• WORK ORDER:
For each entry, repeat the text exactly and omit any picture it holds.

-*-*-

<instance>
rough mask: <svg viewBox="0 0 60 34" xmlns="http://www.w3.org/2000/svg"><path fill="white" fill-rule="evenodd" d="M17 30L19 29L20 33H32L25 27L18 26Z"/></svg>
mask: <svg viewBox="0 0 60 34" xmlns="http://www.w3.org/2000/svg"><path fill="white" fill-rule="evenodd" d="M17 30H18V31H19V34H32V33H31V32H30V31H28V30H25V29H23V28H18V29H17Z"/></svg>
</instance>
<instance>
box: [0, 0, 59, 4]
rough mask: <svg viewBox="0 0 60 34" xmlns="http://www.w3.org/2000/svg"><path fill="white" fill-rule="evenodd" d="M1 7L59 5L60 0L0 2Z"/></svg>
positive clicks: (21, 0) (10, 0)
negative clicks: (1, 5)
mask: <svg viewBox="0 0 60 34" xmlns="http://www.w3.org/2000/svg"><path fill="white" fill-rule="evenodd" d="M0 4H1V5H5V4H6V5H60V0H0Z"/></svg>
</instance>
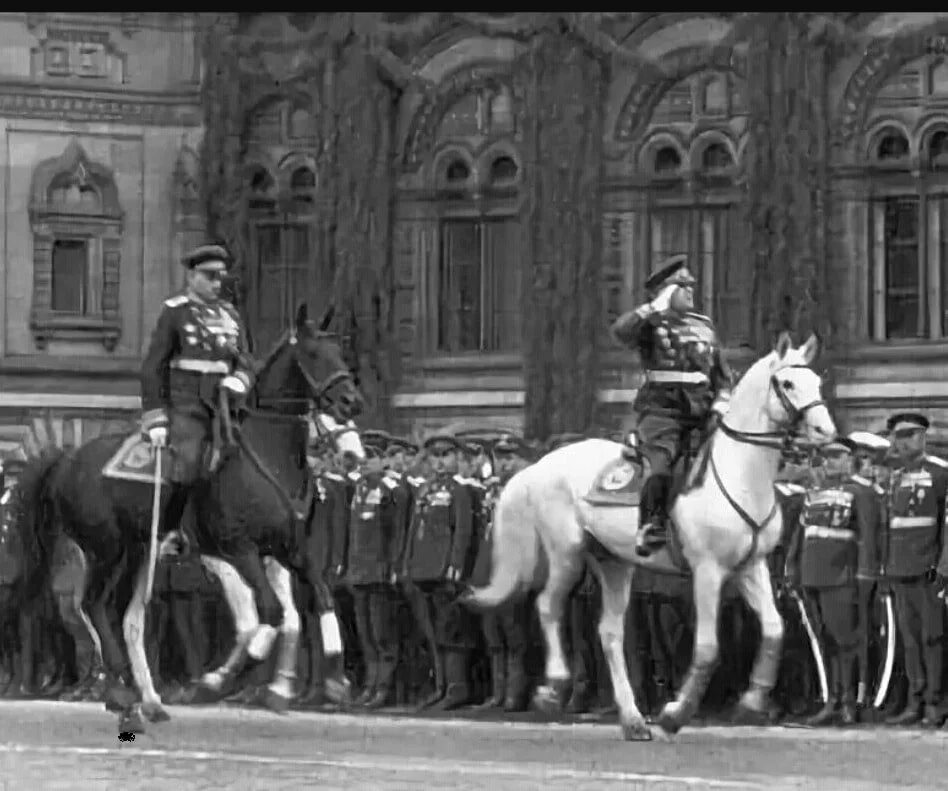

-*-*-

• TASK ANSWER:
<instance>
rough mask: <svg viewBox="0 0 60 34" xmlns="http://www.w3.org/2000/svg"><path fill="white" fill-rule="evenodd" d="M17 30L19 29L20 33H32L25 27L18 26Z"/></svg>
mask: <svg viewBox="0 0 60 34" xmlns="http://www.w3.org/2000/svg"><path fill="white" fill-rule="evenodd" d="M17 30H18V31H19V34H32V33H31V32H30V31H28V30H25V29H23V28H18V29H17Z"/></svg>
</instance>
<instance>
box: [0, 0, 59, 4]
rough mask: <svg viewBox="0 0 60 34" xmlns="http://www.w3.org/2000/svg"><path fill="white" fill-rule="evenodd" d="M1 7L59 5L60 0L0 2Z"/></svg>
positive clicks: (21, 0) (10, 0)
negative clicks: (1, 5)
mask: <svg viewBox="0 0 60 34" xmlns="http://www.w3.org/2000/svg"><path fill="white" fill-rule="evenodd" d="M0 4H1V5H5V4H6V5H60V0H0Z"/></svg>
</instance>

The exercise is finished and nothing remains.